--- Start of EXCERPT ---

Continuing their commitment to ethical gold mining, Chopard has released the Chopard L.U.C XPS Twist QF watch. Crafted from 18k white gold, which has been certified “Fairmined,” this 40mm timepiece draws your attention toward the sub-seconds dial at 7 o’clock, thanks to the “twisted” movement. The official Fairmined website offers the following definition, “Fairmined is an assurance label that certifies gold from empowered responsible artisanal and small-scale mining organizations who meet world leading standards for responsible practices.” We’ve reviewed the previous iteration of this model, but the new addition sees slightly different dial printing, a new dial finish, and white as opposed to rose gold for the case.
Model: Chopard L.U.C XPS Twist QF
Water Resistance: 30m
Case Material: 18k Fairmined white gold
Crystal/Lens: Sapphire crystal
Movement: Mechanical self-winding L.U.C 96.26-L
Frequency: 28,800vph (4 Hz)
Power Reserve: 65 hours
Strap/Bracelet: Blue alligator leather
Price & Availability: Limited to 250 pieces, priced at $20,400
Beneath the brand name on the dial, where the word “chronometer” would normally be located, the mark Qualitie Fleurier is printed. This certification is regarded as one of the most rigorous in our industry. The model has already been put through the COSC test and has additionally been tested by the Fleuritest simulator. This device is designed to simulate actual wear, and the test runs for 24 hours.
In addition to the strict performance criteria a watch must also meet to bear the “Qualitie Fleurier” label, so too must aesthetic demands be met. The Chopard L.U.C XPS Twist QF watch has achieved this standard in order to earn the Fleurier Quality Foundation certification.
Caliber 96.26-L is listed as the movement within the Chopard L.U.C XPS Twist QF watch, but having scrutinized the above press pack shot, I’ve noticed that the watch pictured is driven by the 96.12-L. The bridge layout of the two movements is identical (see below for reference), with the most obvious difference being the rotor weight design. Additionally, the gilded engraving on the below 96.26-L appears to be much deeper and features a serif font. Perhaps the above image is a pre-release render the PR team let slip through the net. Either way, the functionality of both movements is identical. The biggest talking point is its orientation. Within the case, it has been turned 30 degrees from its normal position. The crown now sits at 4 o’clock, and the seconds sub-dial has shifted to 7 o’clock.

--- End of EXCERPT ---

* **TASK PROMPT**: Reproduce the stretch of the watch review from "In addition to" through "Quality Foundation certification.". The material that follows is not needed.

--- Start of RECORD LIST ---

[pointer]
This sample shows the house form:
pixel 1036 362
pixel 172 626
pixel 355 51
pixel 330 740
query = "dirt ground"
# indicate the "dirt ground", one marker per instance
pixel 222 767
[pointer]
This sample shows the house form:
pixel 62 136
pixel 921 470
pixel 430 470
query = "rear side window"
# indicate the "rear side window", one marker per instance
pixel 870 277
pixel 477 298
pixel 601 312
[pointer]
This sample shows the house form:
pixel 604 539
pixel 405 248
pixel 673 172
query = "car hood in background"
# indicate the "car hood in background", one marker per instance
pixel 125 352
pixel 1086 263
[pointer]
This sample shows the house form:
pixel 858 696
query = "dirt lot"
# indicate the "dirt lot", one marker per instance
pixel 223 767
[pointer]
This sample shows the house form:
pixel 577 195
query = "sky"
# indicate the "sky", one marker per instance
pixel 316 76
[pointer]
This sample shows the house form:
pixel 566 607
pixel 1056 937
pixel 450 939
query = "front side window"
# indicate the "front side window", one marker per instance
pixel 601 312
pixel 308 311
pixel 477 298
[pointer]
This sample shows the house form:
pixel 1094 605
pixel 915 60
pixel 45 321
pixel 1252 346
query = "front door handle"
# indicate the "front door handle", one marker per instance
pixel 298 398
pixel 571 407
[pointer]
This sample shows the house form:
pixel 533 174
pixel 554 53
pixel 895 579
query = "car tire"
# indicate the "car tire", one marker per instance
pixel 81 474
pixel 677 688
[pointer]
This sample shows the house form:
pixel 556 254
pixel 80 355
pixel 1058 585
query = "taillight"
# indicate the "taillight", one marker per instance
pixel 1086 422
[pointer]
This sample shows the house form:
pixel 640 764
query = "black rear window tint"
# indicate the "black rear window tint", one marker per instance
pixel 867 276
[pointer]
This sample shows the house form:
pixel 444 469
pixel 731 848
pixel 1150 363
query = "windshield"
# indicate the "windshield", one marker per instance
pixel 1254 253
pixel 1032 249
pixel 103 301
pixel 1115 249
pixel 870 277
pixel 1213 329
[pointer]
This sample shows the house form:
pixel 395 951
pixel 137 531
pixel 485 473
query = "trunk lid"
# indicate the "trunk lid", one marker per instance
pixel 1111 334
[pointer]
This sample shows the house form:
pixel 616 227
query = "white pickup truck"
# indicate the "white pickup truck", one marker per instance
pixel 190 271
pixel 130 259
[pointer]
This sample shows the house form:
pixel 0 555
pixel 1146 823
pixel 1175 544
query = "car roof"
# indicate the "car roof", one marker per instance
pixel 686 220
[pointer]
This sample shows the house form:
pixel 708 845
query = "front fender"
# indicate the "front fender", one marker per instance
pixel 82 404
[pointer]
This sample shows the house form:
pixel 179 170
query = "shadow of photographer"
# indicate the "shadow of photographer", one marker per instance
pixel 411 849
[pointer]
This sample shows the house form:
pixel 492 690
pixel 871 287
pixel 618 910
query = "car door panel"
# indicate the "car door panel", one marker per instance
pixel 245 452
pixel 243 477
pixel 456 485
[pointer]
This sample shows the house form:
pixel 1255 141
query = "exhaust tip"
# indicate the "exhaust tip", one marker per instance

--- End of RECORD LIST ---

* **EXERCISE RESPONSE**:
In addition to the strict performance criteria a watch must also meet to bear the “Qualitie Fleurier” label, so too must aesthetic demands be met. The Chopard L.U.C XPS Twist QF watch has achieved this standard in order to earn the Fleurier Quality Foundation certification.